Task objective:
Would you repeat the listing exactly but omit every picture?
*** Opening Extracted data ***
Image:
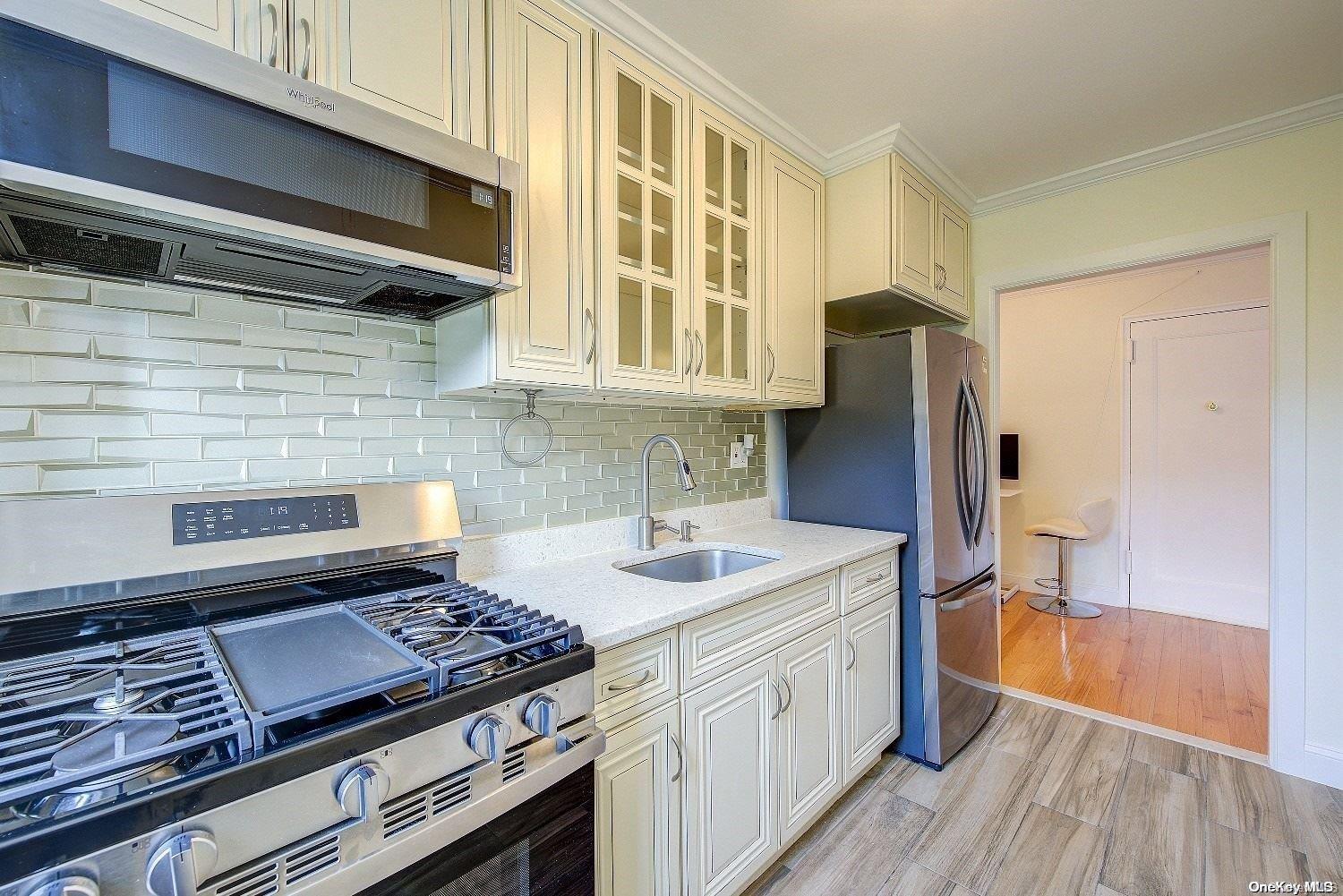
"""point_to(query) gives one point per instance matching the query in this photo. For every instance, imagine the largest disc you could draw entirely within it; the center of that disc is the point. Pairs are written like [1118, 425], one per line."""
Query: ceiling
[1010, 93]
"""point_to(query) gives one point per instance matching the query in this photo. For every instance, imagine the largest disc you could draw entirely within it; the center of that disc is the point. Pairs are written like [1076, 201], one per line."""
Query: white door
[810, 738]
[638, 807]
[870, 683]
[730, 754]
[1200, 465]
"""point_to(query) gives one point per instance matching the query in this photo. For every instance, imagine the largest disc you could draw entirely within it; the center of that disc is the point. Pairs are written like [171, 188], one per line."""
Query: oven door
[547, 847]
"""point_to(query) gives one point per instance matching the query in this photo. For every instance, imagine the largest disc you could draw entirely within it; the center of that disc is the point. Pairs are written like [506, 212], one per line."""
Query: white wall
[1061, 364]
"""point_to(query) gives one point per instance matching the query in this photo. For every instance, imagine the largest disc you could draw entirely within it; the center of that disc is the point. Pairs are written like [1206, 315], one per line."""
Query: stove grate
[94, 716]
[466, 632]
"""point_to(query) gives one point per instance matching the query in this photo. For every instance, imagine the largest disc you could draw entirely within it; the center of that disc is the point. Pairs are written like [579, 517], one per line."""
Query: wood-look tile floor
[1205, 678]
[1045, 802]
*** Closing Extracted data ***
Solution:
Image:
"""point_to(query) gives one point per instance matching the query in this photo. For every instance, imagine the largest disc you could draw entirely within it; the center of that disc is the point. Pairs are written like [1118, 425], one per line."""
Query: ceiling
[1010, 93]
"""point_to(query) gives one point per instance matching the query in this photo. For every instance, imagine the largest disc you could draw entirely within it; the center of that disc is the point. Pairs are written like [1076, 201], one per line."""
Query: white door
[810, 738]
[638, 807]
[870, 683]
[730, 754]
[1200, 465]
"""point_to(query) gives one point per instance matching the query in this photo. For every instance, imagine the largest disc you could draw entirely within it; the center of that disc is the point. Pairs are written like [171, 188], one per line."""
Query: oven door
[547, 847]
"""point_to(query) gives one point per instance matching the query in this photo. For every instance, imagine the largest disc you could draw entirely within it; the center of that disc is the point. Pairs are written like [506, 212], one per line."""
Query: white wall
[1061, 364]
"""point_to(query) gives one point per instance matching the query in this photo. For every instance, imagine the largest disc you could draw entirely within it; the center of that disc is the point. Pairs are written like [1206, 315], one per line."""
Query: stove grate
[94, 716]
[466, 632]
"""point_to(query) gives one point per instance matching the query in this photo. For every instance, imagine the largest disc you could draw entirely within it; the center of that disc is the point. Pairs are written like [579, 517], one per line."""
Query: wood-look tile floor
[1205, 678]
[1045, 802]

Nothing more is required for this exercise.